[Collection entries]
** begin **

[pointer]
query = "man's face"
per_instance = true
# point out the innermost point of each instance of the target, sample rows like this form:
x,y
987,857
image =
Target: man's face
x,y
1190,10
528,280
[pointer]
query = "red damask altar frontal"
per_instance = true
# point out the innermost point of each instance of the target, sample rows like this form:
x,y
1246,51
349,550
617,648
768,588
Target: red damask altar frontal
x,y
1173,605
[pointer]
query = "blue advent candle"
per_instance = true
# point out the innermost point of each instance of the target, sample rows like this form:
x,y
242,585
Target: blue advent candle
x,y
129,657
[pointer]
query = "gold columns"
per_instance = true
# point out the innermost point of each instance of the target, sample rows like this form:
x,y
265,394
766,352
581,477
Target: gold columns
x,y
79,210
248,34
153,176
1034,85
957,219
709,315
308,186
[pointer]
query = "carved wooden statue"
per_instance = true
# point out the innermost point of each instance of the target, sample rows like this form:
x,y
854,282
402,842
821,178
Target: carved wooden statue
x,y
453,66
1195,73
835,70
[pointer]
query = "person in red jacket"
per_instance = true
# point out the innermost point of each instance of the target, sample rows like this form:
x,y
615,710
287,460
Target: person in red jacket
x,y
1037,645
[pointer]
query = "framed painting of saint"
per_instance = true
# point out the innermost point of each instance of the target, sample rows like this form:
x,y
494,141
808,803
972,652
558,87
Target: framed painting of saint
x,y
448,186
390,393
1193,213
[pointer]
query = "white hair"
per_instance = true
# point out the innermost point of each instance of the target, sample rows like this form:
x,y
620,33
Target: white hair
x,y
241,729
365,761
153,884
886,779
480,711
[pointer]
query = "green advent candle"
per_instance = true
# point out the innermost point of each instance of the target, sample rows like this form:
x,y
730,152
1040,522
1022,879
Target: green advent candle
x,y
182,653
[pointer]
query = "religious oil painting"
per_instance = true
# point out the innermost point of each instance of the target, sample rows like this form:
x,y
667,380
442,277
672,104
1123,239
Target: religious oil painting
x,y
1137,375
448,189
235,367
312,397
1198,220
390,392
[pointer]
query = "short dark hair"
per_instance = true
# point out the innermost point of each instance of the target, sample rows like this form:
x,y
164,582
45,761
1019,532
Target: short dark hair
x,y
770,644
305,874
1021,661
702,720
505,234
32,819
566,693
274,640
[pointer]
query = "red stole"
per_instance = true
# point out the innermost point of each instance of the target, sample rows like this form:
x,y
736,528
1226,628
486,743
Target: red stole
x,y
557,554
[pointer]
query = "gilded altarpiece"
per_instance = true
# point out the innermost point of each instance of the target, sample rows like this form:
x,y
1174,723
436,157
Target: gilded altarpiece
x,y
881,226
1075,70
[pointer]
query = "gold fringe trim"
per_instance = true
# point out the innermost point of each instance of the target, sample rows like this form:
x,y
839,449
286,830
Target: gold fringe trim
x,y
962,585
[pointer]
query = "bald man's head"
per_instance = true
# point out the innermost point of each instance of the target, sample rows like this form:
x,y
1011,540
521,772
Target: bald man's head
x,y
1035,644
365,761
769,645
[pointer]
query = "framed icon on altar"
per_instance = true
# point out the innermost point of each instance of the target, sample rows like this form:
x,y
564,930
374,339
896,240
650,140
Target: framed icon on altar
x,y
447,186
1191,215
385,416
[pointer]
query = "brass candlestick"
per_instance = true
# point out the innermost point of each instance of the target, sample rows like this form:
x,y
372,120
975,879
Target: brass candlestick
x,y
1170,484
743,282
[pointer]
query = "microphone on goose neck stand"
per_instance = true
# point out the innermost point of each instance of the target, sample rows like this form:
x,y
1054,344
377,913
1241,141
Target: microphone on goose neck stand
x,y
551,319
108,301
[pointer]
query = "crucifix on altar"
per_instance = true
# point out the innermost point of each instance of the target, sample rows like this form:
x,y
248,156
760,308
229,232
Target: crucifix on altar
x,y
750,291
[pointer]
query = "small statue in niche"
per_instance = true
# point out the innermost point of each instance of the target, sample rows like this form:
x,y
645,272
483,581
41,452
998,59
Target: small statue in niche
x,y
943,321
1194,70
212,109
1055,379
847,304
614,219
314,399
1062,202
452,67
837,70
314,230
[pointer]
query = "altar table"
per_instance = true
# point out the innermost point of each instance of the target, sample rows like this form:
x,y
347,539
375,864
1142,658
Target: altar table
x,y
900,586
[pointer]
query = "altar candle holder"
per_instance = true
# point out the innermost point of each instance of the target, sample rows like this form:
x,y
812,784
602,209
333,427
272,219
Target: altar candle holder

** end **

■ Directions for this task ■
Return every line from the items above that contains the string "candlestick". Case counts.

■ Solution for this problem ■
query = "brass candlestick"
Target: brass candlestick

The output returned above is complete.